• [Task item] Write the next few paragraphs of the news article on the Delaware Army National Guard engineer company's training at Fort Indiantown Gap, picking up after its final sentence.

• [Given passage]
FORT INDIANTOWN GAP, Pa. – More than 100 Soldiers assigned to the 160th Engineer Company of the Delaware Army National Guard performed squad-based reaction training in Pennsylvania July 12.
The company conducted its second annual training in the past six months to prepare for deployment. Soldiers patrolled through Fort Indiantown Gap’s Combined Arms Collective Training Facility, an urban training site, while moving in squad-sized elements. Trainees reacted to direct and indirect fire and Improvised Explosive Devices while patrolling.
“We typically focus more on our construction and engineering-related skills, so we don’t get to do training like this as much,” said Staff Sgt. Kyler Saxon, a squad leader and construction supervisor assigned to the 160th Engineer Company. “We definitely need to work on these types of Soldiering skills more, so it’s good that we’re here doing this training now and shaking the cobwebs off.”

• [Data to examine]
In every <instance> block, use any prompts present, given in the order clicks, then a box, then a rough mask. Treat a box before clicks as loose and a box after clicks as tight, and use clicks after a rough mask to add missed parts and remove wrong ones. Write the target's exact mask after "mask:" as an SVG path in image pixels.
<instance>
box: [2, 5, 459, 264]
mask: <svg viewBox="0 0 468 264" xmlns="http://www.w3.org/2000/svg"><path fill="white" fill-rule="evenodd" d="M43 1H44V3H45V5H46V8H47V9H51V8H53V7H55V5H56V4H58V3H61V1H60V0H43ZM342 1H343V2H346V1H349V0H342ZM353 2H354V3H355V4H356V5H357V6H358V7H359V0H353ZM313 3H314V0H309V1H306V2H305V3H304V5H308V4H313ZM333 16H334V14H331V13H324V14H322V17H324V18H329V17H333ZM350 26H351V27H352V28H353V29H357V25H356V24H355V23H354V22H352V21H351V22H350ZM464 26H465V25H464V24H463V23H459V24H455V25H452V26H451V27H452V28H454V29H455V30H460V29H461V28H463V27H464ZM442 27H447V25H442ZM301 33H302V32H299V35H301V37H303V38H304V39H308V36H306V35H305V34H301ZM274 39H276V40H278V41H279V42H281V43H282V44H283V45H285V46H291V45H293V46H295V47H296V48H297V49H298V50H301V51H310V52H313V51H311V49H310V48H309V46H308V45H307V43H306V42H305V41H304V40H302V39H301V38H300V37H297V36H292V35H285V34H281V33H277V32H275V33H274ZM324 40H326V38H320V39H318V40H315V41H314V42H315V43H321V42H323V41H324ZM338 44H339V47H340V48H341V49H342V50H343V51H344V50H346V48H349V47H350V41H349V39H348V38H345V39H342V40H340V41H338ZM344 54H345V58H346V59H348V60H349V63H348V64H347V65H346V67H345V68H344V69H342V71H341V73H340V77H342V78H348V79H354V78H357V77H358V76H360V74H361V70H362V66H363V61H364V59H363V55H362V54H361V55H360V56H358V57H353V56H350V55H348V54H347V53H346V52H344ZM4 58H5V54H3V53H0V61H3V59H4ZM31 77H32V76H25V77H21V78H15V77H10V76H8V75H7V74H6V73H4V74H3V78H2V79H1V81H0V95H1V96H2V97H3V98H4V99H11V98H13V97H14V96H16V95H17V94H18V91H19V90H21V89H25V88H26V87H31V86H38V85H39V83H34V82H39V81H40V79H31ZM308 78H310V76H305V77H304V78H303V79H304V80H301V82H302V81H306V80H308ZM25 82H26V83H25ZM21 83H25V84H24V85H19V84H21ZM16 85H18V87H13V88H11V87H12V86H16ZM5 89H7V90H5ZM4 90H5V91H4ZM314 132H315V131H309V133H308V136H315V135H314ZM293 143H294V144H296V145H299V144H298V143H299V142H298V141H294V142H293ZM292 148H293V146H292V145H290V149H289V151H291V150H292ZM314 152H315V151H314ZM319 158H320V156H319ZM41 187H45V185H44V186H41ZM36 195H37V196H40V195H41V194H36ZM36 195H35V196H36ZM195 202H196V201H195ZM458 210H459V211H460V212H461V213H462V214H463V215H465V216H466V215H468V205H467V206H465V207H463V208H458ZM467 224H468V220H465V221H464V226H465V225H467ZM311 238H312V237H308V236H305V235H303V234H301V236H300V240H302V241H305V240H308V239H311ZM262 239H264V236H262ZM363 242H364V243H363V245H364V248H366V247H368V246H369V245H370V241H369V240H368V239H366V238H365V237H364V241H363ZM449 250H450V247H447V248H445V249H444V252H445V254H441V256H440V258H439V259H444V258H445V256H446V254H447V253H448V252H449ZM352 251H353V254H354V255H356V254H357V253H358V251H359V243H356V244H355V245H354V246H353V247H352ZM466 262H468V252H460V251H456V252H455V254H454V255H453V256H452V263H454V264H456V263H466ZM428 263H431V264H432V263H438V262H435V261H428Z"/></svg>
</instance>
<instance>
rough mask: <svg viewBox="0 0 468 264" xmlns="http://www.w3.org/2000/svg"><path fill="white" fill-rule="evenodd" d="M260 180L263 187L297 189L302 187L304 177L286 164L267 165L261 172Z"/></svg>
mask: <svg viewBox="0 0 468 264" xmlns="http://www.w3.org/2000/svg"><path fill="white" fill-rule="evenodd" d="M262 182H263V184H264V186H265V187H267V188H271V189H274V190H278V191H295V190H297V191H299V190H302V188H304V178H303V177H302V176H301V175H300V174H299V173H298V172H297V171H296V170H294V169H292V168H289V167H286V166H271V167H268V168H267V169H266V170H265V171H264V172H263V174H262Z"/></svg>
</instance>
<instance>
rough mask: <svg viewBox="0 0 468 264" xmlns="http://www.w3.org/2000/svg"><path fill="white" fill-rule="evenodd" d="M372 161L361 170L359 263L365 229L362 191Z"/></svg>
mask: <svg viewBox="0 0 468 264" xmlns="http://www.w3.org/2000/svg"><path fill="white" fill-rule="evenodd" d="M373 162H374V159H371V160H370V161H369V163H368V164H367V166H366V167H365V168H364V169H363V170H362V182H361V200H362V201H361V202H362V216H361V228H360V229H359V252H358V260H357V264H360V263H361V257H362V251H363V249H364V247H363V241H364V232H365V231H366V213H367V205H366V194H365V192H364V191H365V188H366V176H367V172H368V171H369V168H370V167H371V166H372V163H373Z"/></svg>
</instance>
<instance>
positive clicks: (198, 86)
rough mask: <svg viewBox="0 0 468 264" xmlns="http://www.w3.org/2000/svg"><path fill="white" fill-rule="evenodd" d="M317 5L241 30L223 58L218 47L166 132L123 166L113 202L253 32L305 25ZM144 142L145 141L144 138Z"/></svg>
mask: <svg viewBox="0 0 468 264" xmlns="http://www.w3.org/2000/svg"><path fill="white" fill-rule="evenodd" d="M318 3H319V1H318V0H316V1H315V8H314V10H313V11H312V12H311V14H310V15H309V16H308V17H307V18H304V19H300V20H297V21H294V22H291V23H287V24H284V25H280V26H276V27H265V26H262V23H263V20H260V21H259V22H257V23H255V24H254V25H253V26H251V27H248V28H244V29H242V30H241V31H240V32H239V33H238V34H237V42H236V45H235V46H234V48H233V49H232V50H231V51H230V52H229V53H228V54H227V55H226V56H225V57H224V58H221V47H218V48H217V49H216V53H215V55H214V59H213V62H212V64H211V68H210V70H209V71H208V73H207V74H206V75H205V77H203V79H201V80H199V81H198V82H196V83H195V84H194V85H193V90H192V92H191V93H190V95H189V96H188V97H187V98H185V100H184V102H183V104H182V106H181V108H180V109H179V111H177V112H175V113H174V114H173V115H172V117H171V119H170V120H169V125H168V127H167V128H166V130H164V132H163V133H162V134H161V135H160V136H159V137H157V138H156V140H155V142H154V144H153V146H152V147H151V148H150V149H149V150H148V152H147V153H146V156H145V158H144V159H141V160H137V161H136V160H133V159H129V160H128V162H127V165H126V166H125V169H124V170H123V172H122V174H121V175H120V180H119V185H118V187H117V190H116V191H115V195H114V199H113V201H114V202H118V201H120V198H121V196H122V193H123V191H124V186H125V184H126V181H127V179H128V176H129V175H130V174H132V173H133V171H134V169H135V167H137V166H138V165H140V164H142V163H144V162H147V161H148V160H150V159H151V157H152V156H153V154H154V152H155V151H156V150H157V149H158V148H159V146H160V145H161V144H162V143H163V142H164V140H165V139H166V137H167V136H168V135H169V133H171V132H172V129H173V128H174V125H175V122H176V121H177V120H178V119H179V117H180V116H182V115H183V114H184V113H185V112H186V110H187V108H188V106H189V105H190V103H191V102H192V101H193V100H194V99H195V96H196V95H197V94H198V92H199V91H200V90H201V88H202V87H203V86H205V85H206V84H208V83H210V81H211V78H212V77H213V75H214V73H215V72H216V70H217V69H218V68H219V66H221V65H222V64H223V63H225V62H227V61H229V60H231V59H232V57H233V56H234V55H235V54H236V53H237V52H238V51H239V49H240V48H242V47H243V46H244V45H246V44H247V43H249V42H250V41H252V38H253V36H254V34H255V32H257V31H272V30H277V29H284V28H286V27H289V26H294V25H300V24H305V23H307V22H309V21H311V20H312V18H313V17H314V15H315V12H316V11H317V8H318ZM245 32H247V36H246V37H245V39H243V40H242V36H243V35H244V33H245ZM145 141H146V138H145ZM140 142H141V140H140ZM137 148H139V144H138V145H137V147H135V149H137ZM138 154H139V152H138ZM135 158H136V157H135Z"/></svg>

• [Answer for the task]
With rehearsal and repetition comes proficiency. The U.S. Army applies the crawl-walk-run approach to training. Saxon said each time he and his Soldiers go through the training lane, they learn more. They’re working toward being able to fluidly patrol as a squad through the lane while appropriately reacting to threats.
“As a squad leader, this is a great refresher for me, my team, and our squad members to make sure we know everything we need to do in order to make it home safely,” said Saxon. “We’re working on identifying our sectors of fire, on being more vocal as we patrol, and on our team and squad communication skills in general.”
According to the company’s full-time staff members, the unit has been functioning at a relatively high operational tempo for some time as it prepares for its deployment.
“This is part of our pre-mobilization deployment training,” said Cpt. David Mears, commander of the 160th Engineer Company. “We’re training at Fort Indiantown Gap because the facilities available here, such as the CACTF, better facilitate the training we need to do.
“We’re rehearsing the Army warrior task and battle drills,” Mears said. “Eventually, we’ll be evaluated on our ability to perform these skills prior to deployment.”
The engineer company boasts vertical and horizontal construction capabilities and can offer a broad range of engineering support to friendly forces.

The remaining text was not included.